-- SHORT EXERCISE --
Tally the lines in the material below that contain the string "picture" (case counts), and reply with that number alone.

--- Begin ---

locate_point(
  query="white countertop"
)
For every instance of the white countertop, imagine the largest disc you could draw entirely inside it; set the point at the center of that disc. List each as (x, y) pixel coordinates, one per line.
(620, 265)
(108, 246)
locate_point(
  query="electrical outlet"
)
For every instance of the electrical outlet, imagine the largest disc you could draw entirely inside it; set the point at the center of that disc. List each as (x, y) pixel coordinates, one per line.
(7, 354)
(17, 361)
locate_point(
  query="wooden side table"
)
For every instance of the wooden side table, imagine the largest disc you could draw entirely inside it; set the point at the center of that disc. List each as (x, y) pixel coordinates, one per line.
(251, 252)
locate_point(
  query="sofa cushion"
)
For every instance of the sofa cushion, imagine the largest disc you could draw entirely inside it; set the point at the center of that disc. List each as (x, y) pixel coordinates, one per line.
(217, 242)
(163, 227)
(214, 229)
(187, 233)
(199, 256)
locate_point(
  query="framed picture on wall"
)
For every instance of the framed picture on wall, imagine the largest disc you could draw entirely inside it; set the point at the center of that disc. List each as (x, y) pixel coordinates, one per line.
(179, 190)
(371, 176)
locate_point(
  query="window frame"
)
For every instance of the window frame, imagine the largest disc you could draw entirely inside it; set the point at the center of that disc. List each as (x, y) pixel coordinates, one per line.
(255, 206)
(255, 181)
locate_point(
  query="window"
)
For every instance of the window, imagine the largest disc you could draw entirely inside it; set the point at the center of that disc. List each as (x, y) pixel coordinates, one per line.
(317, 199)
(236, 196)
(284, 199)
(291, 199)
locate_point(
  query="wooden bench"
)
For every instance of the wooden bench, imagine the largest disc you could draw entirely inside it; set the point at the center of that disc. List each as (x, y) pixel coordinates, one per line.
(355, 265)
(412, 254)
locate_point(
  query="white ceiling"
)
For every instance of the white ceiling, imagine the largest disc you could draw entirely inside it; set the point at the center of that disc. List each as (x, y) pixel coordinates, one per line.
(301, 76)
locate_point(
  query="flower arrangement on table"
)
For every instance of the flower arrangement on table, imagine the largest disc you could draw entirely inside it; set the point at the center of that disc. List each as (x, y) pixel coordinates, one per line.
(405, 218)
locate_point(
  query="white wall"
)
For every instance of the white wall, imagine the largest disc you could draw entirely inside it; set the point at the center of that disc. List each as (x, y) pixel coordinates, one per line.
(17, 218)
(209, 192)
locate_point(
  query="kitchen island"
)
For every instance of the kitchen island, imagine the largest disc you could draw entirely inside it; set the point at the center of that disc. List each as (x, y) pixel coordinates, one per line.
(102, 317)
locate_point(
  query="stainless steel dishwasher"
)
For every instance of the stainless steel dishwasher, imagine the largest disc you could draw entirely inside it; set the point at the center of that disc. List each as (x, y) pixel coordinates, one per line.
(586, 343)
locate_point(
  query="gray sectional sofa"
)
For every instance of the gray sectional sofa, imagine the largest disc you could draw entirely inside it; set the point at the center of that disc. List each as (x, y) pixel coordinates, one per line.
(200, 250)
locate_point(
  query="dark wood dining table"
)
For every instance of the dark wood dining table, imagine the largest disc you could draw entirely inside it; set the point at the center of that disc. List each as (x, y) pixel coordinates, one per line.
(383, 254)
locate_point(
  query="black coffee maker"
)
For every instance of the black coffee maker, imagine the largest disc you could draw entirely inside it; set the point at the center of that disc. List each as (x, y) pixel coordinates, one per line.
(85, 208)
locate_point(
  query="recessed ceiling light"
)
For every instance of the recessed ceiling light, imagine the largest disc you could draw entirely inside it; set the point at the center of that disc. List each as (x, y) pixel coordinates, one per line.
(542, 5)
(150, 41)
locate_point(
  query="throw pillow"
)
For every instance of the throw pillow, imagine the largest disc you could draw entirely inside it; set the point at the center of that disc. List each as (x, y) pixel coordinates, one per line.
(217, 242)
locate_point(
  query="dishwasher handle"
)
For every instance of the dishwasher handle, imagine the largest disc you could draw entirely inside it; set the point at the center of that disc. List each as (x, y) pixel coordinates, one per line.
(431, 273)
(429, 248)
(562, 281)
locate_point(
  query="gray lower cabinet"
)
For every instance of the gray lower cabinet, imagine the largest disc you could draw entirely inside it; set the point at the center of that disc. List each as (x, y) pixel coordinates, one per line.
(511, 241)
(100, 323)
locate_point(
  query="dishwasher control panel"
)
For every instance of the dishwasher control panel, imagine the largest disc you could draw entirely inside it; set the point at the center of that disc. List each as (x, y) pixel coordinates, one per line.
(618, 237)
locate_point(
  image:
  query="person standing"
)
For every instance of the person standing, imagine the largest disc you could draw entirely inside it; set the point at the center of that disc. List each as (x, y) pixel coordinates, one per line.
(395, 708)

--- End ---

-- SOLUTION TO THE PROBLEM --
2